* _Extracted entries_:
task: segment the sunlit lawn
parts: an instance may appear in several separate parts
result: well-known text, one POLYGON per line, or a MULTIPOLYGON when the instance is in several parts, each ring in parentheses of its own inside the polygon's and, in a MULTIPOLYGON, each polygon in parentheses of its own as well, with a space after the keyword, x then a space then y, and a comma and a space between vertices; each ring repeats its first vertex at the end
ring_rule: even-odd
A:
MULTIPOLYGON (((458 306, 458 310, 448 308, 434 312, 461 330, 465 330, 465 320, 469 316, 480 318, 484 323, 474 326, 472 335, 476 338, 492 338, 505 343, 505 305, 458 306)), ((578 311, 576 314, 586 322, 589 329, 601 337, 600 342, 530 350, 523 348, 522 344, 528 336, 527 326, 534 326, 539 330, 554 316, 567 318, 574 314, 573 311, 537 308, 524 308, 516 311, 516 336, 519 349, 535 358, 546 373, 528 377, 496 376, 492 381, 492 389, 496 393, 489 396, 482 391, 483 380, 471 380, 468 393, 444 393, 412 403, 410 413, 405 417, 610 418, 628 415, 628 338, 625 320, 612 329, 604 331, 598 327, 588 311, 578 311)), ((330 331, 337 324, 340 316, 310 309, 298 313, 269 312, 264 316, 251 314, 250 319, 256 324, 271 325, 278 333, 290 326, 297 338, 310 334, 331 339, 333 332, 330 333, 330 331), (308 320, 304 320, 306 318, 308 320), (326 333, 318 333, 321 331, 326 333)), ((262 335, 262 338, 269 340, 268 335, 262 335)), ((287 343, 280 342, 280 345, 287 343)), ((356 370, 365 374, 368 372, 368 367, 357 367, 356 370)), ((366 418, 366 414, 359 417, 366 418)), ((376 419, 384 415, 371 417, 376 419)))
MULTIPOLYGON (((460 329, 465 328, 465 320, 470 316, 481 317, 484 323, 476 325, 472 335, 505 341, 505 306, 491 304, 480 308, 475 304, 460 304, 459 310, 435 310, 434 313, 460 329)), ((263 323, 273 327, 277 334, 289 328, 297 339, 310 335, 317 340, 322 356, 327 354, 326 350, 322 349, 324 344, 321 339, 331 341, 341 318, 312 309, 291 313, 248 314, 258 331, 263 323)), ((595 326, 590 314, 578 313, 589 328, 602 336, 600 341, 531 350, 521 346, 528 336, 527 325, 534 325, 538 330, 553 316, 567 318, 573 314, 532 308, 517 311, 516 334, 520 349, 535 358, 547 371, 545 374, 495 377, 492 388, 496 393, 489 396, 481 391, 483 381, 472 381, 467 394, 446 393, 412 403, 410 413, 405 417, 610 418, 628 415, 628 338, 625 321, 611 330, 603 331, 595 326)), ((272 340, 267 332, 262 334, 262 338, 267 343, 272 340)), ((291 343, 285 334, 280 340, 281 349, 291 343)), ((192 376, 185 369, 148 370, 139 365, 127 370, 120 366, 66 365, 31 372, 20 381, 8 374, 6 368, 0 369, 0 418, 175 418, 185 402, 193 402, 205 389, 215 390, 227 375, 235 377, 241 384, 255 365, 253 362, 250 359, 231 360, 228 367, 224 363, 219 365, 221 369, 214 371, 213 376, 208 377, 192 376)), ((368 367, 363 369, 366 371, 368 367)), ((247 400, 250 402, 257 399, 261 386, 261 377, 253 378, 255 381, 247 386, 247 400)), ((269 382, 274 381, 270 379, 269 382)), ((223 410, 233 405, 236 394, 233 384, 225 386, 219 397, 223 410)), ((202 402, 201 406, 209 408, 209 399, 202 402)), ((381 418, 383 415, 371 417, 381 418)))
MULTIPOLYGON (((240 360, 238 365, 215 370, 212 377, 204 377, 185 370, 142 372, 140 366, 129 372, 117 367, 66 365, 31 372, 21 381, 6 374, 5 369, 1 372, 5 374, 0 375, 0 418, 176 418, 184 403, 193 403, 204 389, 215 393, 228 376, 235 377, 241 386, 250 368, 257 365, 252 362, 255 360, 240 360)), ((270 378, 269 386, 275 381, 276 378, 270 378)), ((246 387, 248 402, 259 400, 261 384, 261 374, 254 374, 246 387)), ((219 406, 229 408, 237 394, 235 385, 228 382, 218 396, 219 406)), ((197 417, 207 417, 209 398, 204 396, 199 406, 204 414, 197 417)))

* _Required task_: Count the lines in the material above that contain the string "several", matching uppercase and lowercase exactly. Give only the number.

* _Solution for this task_: 2